------ Extracted information ------
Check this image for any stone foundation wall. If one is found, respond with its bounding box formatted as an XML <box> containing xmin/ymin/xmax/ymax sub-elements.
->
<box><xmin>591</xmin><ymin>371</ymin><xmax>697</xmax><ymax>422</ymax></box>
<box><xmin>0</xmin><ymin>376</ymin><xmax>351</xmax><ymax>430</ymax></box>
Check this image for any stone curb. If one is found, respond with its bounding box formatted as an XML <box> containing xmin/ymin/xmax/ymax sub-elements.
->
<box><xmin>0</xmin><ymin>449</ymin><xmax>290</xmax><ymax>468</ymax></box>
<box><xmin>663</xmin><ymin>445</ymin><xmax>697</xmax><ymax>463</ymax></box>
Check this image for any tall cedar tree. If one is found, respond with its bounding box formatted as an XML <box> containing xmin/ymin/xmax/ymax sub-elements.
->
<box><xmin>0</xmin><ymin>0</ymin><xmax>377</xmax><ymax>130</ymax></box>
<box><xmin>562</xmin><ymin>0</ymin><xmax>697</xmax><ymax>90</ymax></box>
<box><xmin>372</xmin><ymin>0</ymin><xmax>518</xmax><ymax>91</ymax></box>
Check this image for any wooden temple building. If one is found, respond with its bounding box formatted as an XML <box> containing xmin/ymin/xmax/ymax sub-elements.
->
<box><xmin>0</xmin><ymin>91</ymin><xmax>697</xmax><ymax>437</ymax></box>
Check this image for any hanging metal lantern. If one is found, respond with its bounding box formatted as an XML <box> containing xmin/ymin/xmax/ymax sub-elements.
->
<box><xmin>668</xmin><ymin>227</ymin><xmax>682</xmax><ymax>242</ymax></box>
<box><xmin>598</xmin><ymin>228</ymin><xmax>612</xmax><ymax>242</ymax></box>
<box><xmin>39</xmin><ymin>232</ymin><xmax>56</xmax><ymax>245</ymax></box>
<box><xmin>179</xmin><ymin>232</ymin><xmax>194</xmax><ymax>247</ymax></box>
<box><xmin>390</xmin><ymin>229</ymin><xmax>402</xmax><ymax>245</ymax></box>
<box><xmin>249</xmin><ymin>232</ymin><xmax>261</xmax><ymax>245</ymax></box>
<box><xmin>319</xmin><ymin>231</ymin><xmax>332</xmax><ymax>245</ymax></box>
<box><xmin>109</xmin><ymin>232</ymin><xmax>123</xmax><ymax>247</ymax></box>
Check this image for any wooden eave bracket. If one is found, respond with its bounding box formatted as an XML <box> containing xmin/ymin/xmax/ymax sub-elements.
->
------
Instruction
Rescale the listing, starting with the line that contains "Check this image for any hanging" and going on through the end of the listing, and give those lines again with the requests included. Multiply every bounding box coordinate in the answers by 0.4 and round it to a whole number, with halves rounded up.

Answer to the exercise
Check this image for any hanging metal lantern. If one is found, respond with its bounding box formatted as an XML <box> containing xmin/ymin/xmax/ymax sub-elements.
->
<box><xmin>267</xmin><ymin>91</ymin><xmax>273</xmax><ymax>97</ymax></box>
<box><xmin>239</xmin><ymin>91</ymin><xmax>245</xmax><ymax>97</ymax></box>
<box><xmin>16</xmin><ymin>93</ymin><xmax>22</xmax><ymax>98</ymax></box>
<box><xmin>72</xmin><ymin>93</ymin><xmax>78</xmax><ymax>99</ymax></box>
<box><xmin>156</xmin><ymin>92</ymin><xmax>161</xmax><ymax>98</ymax></box>
<box><xmin>100</xmin><ymin>93</ymin><xmax>104</xmax><ymax>98</ymax></box>
<box><xmin>128</xmin><ymin>92</ymin><xmax>133</xmax><ymax>98</ymax></box>
<box><xmin>44</xmin><ymin>93</ymin><xmax>49</xmax><ymax>99</ymax></box>
Check this image for any wooden eave bracket. If one is found, respond with its bounding box formatted as an XML <box> containing xmin/ymin/xmax/ymax sub-elements.
->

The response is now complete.